Colorado Kid – Stephen King

 

L’un s’appelle Dave Bowie, l’autre Vince Teague. L’un est gros, l’autre est mince. L’un a la soixantaine bien avancée, l’autre est octogénaire. Tous deux exercent depuis des décennies le métier de journaliste au Weekly Islander, sur la petite île de Moose-Lookit, du côté du Maine. Stephanie McCann, une journaliste stagiaire, les accompagne depuis quelques mois. Auprès de ces deux hommes amicaux, sagaces, expérimentés et un brin farfelus, unis par une complicité telle qu’elle ressemble à un lien télépathique, la jeune femme trouve un compagnonnage infiniment formateur. De leur côté, les deux journalistes, qui ont bien compris qu’elle se plaît sur l’île et qu’eux-mêmes ne sont pas éternels, envisagent sans vraiment le lui dire de lui céder la place, et ceci d’autant plus volontiers qu’elle se montre particulièrement intelligente. Ils peuvent donc lui révéler quelques-uns des arcanes de leur métier.
+++
▶ Consigne A: Quelles lignes contiennent la chaîne « petunia », en tenant compte de la casse ? Relevez-les toutes.
+++
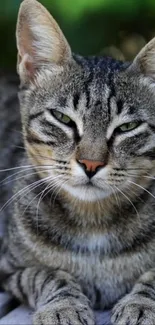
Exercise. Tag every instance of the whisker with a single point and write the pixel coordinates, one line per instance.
(21, 191)
(143, 188)
(128, 200)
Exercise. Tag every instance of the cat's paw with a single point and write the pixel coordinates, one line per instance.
(134, 310)
(63, 313)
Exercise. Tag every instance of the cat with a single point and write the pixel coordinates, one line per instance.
(81, 226)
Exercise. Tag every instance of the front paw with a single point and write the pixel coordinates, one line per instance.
(63, 312)
(134, 310)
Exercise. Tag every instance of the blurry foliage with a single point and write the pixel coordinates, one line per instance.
(112, 27)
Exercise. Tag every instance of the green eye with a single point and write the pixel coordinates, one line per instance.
(128, 126)
(61, 117)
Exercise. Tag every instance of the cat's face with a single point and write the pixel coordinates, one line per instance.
(90, 123)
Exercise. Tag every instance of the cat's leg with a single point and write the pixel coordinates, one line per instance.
(54, 294)
(138, 307)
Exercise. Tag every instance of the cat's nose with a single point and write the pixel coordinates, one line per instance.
(91, 166)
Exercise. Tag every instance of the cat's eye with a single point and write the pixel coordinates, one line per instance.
(128, 126)
(61, 117)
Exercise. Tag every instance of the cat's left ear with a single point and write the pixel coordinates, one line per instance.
(144, 62)
(40, 41)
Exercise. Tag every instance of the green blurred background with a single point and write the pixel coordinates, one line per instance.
(113, 27)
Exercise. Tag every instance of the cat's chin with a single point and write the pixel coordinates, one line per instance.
(87, 193)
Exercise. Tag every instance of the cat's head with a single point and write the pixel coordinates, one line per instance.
(89, 123)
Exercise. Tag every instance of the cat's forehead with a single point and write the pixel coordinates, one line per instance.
(94, 85)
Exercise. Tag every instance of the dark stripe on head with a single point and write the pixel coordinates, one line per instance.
(32, 140)
(152, 127)
(111, 94)
(119, 106)
(76, 100)
(35, 115)
(87, 88)
(131, 110)
(150, 154)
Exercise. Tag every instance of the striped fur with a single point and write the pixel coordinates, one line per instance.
(73, 243)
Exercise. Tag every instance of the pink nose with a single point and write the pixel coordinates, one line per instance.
(91, 165)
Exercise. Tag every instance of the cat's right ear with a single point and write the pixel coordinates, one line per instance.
(40, 41)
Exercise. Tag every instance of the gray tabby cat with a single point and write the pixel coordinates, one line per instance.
(82, 229)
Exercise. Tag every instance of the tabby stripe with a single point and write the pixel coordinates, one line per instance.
(98, 296)
(35, 115)
(152, 127)
(149, 153)
(87, 88)
(119, 106)
(34, 289)
(19, 285)
(76, 100)
(38, 141)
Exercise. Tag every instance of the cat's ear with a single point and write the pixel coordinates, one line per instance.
(144, 62)
(40, 41)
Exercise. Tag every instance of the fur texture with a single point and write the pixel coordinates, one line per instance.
(78, 240)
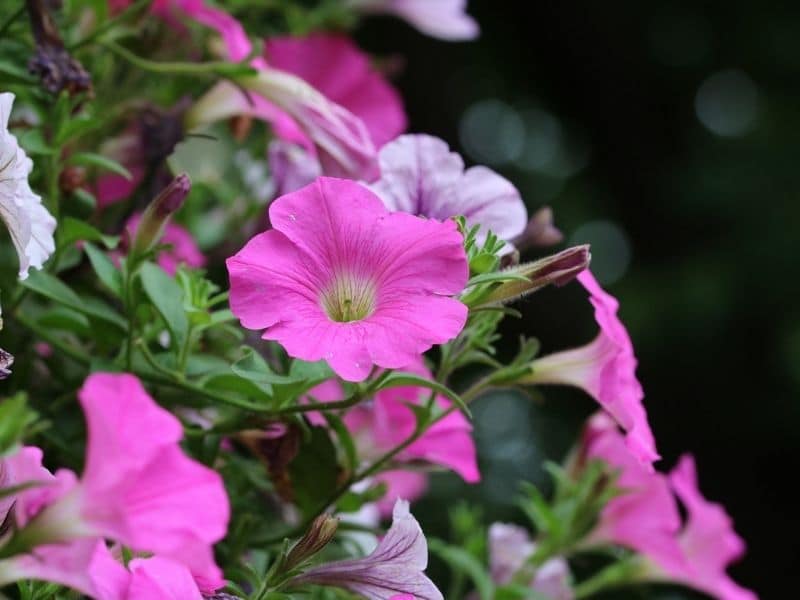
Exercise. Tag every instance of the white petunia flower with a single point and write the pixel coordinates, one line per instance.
(30, 225)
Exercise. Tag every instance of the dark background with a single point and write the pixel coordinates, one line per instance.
(667, 134)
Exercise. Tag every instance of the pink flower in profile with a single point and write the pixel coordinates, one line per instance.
(606, 370)
(137, 487)
(444, 19)
(419, 175)
(510, 547)
(645, 517)
(387, 421)
(707, 540)
(337, 68)
(395, 568)
(181, 247)
(340, 278)
(161, 578)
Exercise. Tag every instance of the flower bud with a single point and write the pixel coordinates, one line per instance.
(321, 531)
(540, 231)
(557, 269)
(158, 212)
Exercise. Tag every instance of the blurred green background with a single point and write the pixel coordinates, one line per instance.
(667, 135)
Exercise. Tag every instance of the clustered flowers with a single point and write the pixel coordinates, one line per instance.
(253, 449)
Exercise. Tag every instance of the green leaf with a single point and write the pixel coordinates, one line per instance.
(15, 419)
(105, 269)
(73, 230)
(314, 472)
(90, 159)
(167, 297)
(53, 288)
(400, 379)
(462, 561)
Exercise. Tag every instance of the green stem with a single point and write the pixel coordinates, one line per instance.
(214, 68)
(618, 574)
(10, 20)
(132, 9)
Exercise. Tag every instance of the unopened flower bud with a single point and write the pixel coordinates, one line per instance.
(558, 269)
(158, 213)
(540, 231)
(316, 538)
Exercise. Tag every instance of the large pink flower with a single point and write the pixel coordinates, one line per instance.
(421, 176)
(606, 370)
(708, 540)
(342, 279)
(645, 517)
(137, 487)
(445, 19)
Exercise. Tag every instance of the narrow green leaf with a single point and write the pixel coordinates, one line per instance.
(53, 288)
(105, 269)
(167, 297)
(90, 159)
(400, 379)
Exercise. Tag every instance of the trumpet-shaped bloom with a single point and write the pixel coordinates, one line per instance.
(181, 247)
(137, 487)
(30, 225)
(419, 175)
(444, 19)
(606, 370)
(395, 567)
(707, 540)
(510, 547)
(645, 517)
(340, 278)
(343, 73)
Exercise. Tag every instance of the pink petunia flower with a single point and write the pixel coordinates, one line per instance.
(421, 176)
(181, 247)
(137, 487)
(645, 517)
(337, 68)
(707, 540)
(694, 551)
(510, 547)
(606, 370)
(340, 278)
(444, 19)
(386, 421)
(395, 567)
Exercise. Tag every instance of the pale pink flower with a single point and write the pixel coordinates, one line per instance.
(510, 546)
(340, 278)
(336, 67)
(707, 540)
(444, 19)
(645, 517)
(137, 487)
(606, 370)
(421, 176)
(181, 247)
(395, 567)
(29, 223)
(231, 31)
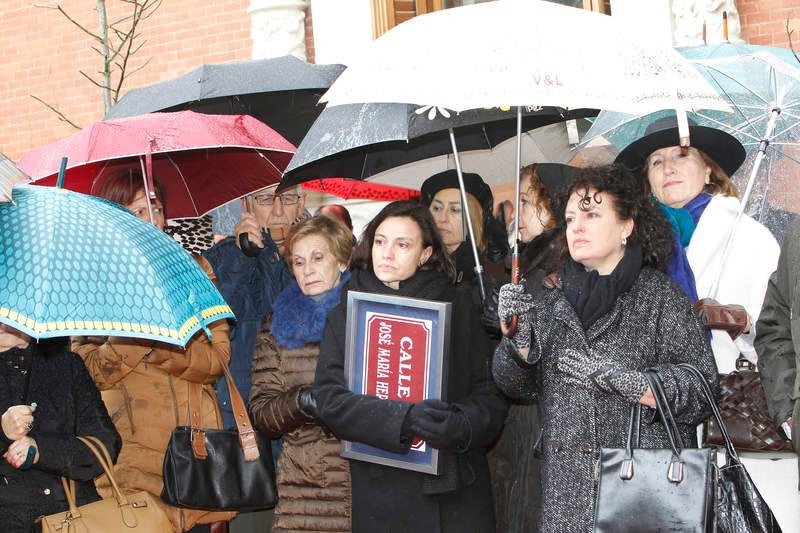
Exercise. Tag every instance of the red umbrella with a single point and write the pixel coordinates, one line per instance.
+++
▶ Consigne B: Quels personnages le texte nomme-t-il ? Donnez leurs noms complets.

▶ Réponse attendue A:
Exercise. Tag every instance of the white petunia flower with a single point and write the pixel coordinates, one line per instance.
Exercise. Tag every instance of the pink petunia flower with a single point and write the pixel coordinates, one line per instance.

▶ Réponse attendue B:
Dave Bowie
Vince Teague
Stephanie McCann